* Texto fornecido *
........

Crítica | Cinema

Missão de Sobrevivência

Vazio ultrapassado e desnecessário

(Kandahar, EUA, KSA, 2023)
Nota  
  • Gênero: Ação
  • Direção: Ric Roman Waugh
  • Roteiro: Mitchell LaFortune
  • Elenco: Gerard Butler, Navid Negahban, Ali Fazal, Bahador Foladi, Olivia-Mai Barrett
  • Duração: 119 minutos

Os primeiros momentos de Missão de Sobrevivência deixam a impressão de que o longa vai ser mais um thriller de espionagem, com uma premissa regular se esta conseguisse se sustentar. Porém, não demora para que o filme dirigido pelo ex-dublê Ric Roman Waugh (de O Acordo e Destruição Final) se transforme em mais uma produção de ação vazia, daquelas que são produzidas aos montes pelo cinema estadunidense e que não deixam qualquer marca no espectador. Com roteiro de Mitchell LaFortune, o longa vai buscar no Oriente Médio antigos conflitos e velhos vilões; tenta filosofar com obviedades sobre a guerra e aposta na ansiedade da perseguição e do resgate.

........

* Enunciado 1 *
Segundo a crítica de Missão de Sobrevivência, que atividade o diretor Ric Roman Waugh exercia antes?
* Enunciado 2 *
Prossiga a crítica de Missão de Sobrevivência a partir do ponto em que o texto para.

[Registros de anotação de pontos em imagens]
........

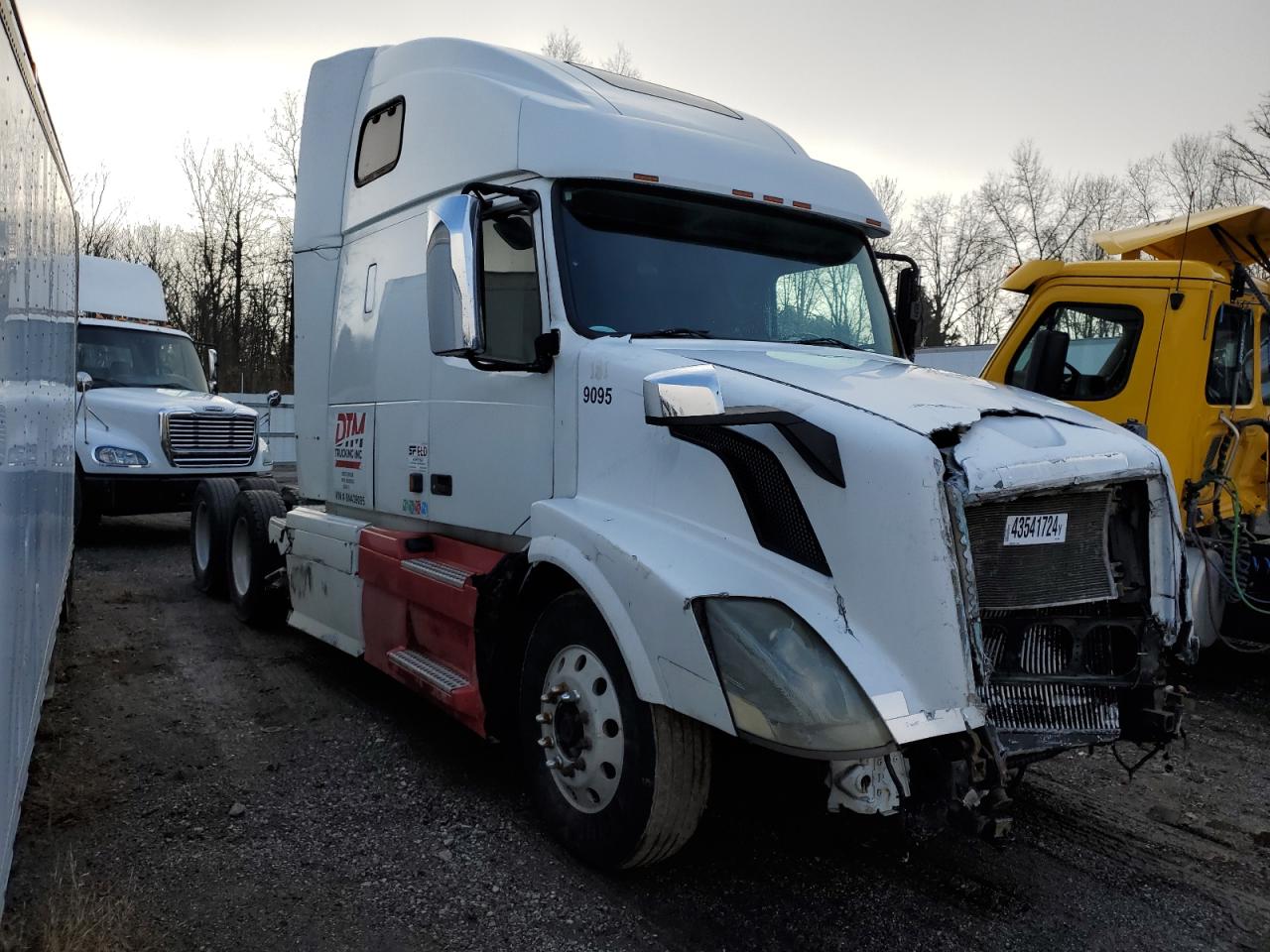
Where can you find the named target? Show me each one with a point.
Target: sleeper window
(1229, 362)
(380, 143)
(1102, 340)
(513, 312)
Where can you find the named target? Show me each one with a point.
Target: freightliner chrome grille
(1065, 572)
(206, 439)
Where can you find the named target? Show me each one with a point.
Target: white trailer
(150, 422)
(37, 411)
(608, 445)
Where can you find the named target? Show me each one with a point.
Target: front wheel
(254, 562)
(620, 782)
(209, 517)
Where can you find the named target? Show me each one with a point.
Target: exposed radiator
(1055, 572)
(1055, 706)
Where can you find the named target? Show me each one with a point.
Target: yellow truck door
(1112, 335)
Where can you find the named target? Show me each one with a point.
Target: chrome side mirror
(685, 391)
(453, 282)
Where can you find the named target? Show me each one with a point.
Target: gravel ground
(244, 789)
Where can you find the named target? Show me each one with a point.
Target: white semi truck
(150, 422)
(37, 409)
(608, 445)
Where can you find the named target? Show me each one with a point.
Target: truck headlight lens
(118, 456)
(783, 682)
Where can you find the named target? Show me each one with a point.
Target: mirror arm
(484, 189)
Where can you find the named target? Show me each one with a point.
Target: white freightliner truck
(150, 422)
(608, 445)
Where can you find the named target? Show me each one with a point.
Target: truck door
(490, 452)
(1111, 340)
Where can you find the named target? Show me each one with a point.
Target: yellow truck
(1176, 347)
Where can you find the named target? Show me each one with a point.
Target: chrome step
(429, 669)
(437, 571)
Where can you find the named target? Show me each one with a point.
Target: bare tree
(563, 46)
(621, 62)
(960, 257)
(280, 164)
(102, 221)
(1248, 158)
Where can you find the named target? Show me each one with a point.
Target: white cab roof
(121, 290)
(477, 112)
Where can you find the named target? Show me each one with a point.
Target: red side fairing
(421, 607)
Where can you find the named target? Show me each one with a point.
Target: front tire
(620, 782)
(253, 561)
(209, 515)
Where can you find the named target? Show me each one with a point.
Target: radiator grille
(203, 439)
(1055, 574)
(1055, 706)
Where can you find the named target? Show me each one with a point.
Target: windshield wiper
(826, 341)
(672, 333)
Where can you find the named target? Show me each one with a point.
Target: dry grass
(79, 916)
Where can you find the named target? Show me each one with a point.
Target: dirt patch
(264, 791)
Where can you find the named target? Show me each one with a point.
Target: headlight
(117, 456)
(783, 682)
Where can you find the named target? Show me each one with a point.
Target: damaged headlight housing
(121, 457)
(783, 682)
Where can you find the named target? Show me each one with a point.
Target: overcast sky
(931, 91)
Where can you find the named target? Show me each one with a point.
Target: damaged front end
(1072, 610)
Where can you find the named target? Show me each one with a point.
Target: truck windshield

........

* Resultado final 1 *
Ele era dublê.

* Resultado final 2 *
A história começa com o agente Tom Harris, emprestado da MI-6, finalizando uma missão como infiltrado no Irã. Disfarçado de técnico de informática, ele precisa invadir o sistema de uma instalação nuclear secreta para que os Estados Unidos a destruam a distância (“só americanos e israelenses conseguem fazer isso”, diz um personagem iraniano sobre o ocorrido). Por outro lado, toda a operação está sendo monitorada por outros espiões interessados em divulgar as táticas do Pentágono a uma jornalista que, capturada pelo serviço secreto do Irã, acaba expondo a primeira operação. A identidade de Tom, que já havia sido convencido a começar um novo trabalho, é descoberta e sua cabeça é posta a prêmio.

Entre escutas telefônicas e capturas de imagens de drones e câmeras de segurança nos lugares por onde passa, além da comunicação por todo tipo de aparelho, a trama intrincada tinha tudo para ser um bom filme de espionagem, mas falta habilidade para lidar com as informações, e nem se considera dar algum tempo a elas. Waugh tem a ansiedade de tratar a maioria das passagens como se fossem cenas de tiroteio e perseguição, o que prejudica qualquer desenvolvimento de um plot mais sério e que vá além do jogo de gato e rato que se estabelece em seguida.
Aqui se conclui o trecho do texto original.